**Your goal:**
Copy all of the items below, replacing every "Tag" with "Mark" and leaving everything else unchanged.

**Listed records:**

========

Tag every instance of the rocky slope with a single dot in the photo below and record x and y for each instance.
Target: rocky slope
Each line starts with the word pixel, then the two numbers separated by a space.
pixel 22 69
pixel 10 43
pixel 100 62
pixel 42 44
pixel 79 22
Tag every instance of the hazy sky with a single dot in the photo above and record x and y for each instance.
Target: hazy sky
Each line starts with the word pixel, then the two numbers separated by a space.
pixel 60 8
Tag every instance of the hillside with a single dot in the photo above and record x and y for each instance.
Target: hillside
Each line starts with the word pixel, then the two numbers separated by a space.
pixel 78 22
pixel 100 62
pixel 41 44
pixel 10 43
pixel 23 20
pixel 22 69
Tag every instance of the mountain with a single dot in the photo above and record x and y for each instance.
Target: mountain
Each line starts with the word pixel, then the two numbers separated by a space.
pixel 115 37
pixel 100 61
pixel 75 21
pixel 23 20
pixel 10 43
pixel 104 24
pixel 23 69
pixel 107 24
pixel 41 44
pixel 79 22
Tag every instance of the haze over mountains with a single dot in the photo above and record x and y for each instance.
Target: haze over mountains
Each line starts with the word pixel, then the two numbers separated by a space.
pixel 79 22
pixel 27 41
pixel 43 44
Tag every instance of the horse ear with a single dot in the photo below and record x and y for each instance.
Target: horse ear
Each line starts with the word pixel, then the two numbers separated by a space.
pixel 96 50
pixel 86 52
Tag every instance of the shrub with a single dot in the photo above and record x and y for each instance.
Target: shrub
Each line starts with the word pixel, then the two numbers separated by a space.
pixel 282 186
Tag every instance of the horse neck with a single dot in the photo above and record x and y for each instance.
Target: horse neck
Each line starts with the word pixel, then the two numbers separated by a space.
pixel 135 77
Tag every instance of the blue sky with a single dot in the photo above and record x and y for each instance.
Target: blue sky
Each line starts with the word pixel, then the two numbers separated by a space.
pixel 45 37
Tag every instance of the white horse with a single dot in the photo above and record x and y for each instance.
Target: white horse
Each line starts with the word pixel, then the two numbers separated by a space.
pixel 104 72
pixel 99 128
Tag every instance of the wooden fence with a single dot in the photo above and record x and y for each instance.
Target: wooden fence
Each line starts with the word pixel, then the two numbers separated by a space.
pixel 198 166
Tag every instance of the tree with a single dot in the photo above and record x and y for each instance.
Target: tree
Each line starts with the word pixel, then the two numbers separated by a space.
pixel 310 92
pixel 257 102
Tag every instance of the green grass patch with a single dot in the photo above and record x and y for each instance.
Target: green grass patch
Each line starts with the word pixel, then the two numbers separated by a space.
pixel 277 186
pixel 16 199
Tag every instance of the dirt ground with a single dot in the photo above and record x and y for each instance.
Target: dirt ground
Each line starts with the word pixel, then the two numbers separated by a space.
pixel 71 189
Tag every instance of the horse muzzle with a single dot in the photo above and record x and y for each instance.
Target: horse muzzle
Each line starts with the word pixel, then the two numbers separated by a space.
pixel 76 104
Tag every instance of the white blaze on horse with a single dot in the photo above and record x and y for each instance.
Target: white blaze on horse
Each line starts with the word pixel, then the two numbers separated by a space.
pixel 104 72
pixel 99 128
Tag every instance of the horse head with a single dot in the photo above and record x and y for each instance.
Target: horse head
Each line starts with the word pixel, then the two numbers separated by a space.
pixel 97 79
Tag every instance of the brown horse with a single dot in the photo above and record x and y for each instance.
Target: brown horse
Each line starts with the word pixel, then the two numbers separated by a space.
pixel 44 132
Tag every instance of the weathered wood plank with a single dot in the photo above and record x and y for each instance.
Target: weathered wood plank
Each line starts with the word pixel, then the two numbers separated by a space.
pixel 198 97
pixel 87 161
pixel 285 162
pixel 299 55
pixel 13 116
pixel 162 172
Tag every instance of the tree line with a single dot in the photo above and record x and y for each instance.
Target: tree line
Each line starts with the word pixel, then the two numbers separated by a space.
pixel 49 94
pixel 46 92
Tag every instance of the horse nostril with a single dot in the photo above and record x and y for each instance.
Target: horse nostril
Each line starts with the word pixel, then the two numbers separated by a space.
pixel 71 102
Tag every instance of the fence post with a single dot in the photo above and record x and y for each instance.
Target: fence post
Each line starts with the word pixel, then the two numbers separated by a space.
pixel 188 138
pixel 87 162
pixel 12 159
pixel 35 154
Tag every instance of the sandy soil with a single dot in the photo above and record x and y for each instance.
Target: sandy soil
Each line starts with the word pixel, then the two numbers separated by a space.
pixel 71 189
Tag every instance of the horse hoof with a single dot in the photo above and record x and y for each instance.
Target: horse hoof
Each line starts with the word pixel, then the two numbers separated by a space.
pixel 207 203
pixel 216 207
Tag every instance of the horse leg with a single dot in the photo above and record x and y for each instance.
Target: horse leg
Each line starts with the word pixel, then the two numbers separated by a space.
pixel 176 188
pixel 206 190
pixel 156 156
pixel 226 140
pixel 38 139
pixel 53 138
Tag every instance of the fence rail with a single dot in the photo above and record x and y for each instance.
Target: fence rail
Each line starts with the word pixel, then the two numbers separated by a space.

========

**Result for this exercise:**
Mark every instance of the rocky slope with a single dot in the photo below and record x and y for each instance.
Target: rocky slope
Each line starts with the word pixel, then the two numbers separated by a space.
pixel 22 69
pixel 10 43
pixel 100 62
pixel 42 44
pixel 79 22
Mark every instance of the hazy sky with a single dot in the photo above and record x and y for each instance.
Target: hazy sky
Each line starts with the word pixel, then the two numbers separated by a space.
pixel 60 8
Mark every instance of the hillside with a single dot in the photo above and record x and y for each instance.
Target: hillside
Each line starts with the word pixel, then the two numbers separated by a space.
pixel 78 22
pixel 100 62
pixel 41 44
pixel 10 43
pixel 23 20
pixel 22 69
Mark every instance of the mountain with a single dot in the photo above and record x and y for each instance.
Target: mountain
Each line starts with the word pixel, then the two numbers separated by a space.
pixel 115 37
pixel 100 61
pixel 75 21
pixel 23 20
pixel 10 43
pixel 104 24
pixel 23 69
pixel 107 24
pixel 41 44
pixel 79 22
Mark every instance of the haze over mountains with a single dot in the photo above and record x and y for each instance.
Target: haze over mountains
Each line starts with the word pixel, then the two numbers separated by a space.
pixel 79 22
pixel 27 41
pixel 43 44
Mark every instance of the horse ear with a single dot in the photo below and record x and y for each instance.
Target: horse ear
Each line starts with the word pixel, then the two numbers separated by a space.
pixel 96 50
pixel 86 52
Mark every instance of the shrub with a single dot in the photo above and record x and y for each instance.
Target: shrub
Each line starts with the word pixel, then the two numbers separated by a space.
pixel 282 186
Mark every instance of the horse neck with a single dot in the photo above and record x and y for each instance.
Target: horse neck
Each line starts with the word pixel, then the two numbers separated by a space.
pixel 135 77
Mark every instance of the blue sky with a single dot in the photo above and record x and y for each instance.
Target: blue sky
Each line starts with the word pixel, then the two numbers separated by a space.
pixel 45 37
Mark every instance of the white horse with a single dot in the photo above and record x and y for each instance.
Target: white horse
Each line starts with the word pixel, then the two numbers separated by a space.
pixel 104 72
pixel 99 128
Mark every instance of the wooden fence with a single dot in the photo above and record x and y for each instance.
Target: wooden fence
Each line starts with the word pixel, then the two numbers separated by a space.
pixel 198 166
Mark every instance of the tree with a single dot in the photo above and record x and y for each instance.
Target: tree
Each line starts with the word pixel, then the two numbers separated by a space.
pixel 310 92
pixel 257 102
Mark every instance of the green grass patch with a single dot in the photo above and record x and y for each instance.
Target: green grass patch
Each line starts with the word pixel, then the two numbers separated by a space.
pixel 277 186
pixel 16 199
Mark every instance of the dirt ground with a single dot in the photo above and record x and y for each instance.
Target: dirt ground
Each line starts with the word pixel, then the two numbers separated by a space.
pixel 71 189
Mark every instance of the horse muzzle with a single dot in the photo above and record x and y for each instance.
Target: horse muzzle
Each line starts with the word pixel, then the two numbers separated by a space.
pixel 76 104
Mark every instance of the white blaze on horse with a single dot in the photo above and record x and y for each instance.
Target: white blaze on horse
Each line starts with the word pixel, then the two numbers separated by a space.
pixel 104 72
pixel 99 128
Mark every instance of the horse head with a single dot in the photo above and record x and y for each instance.
Target: horse head
Each line starts with the word pixel, then the two numbers separated by a space.
pixel 97 79
Mark every instance of the brown horse with a single dot in the photo above and record x and y for each instance.
Target: brown horse
Each line starts with the word pixel, then the two numbers separated by a space.
pixel 44 132
Mark every instance of the weathered wood plank with a single dot in the photo above and record x and y for each instance.
Target: weathered wood plank
Each line starts with the word pixel, then the two numbers separated by a space.
pixel 198 97
pixel 87 161
pixel 285 162
pixel 299 55
pixel 13 116
pixel 162 172
Mark every instance of the tree line with a single dot in the photo above and record x and y for each instance.
Target: tree line
Each line starts with the word pixel, then the two numbers separated by a space.
pixel 49 94
pixel 46 92
Mark every instance of the horse nostril with a single dot in the photo above and record x and y for each instance.
Target: horse nostril
Each line starts with the word pixel, then the two numbers separated by a space.
pixel 71 102
Mark every instance of the fence post with a single dot in the photo above and record x and y for each instance.
Target: fence post
Each line starts with the word pixel, then the two numbers separated by a space.
pixel 188 138
pixel 87 162
pixel 12 159
pixel 35 154
Mark every instance of the sandy soil with a single dot in the photo above and record x and y for each instance.
Target: sandy soil
Each line starts with the word pixel, then the two numbers separated by a space.
pixel 71 189
Mark every instance of the horse hoof with a single dot in the photo above and record x and y for each instance.
Target: horse hoof
Each line starts with the word pixel, then the two numbers separated by a space.
pixel 207 203
pixel 216 207
Mark every instance of the horse leg with a single dot in the photo above and record x and y for each instance.
Target: horse leg
Each line starts with the word pixel, then the two numbers separated by a space.
pixel 176 188
pixel 206 190
pixel 156 156
pixel 226 140
pixel 38 139
pixel 53 138
Mark every instance of the fence rail with a single dot in the photo above and record x and y for each instance.
Target: fence rail
Each line starts with the word pixel, then the two numbers separated by a space.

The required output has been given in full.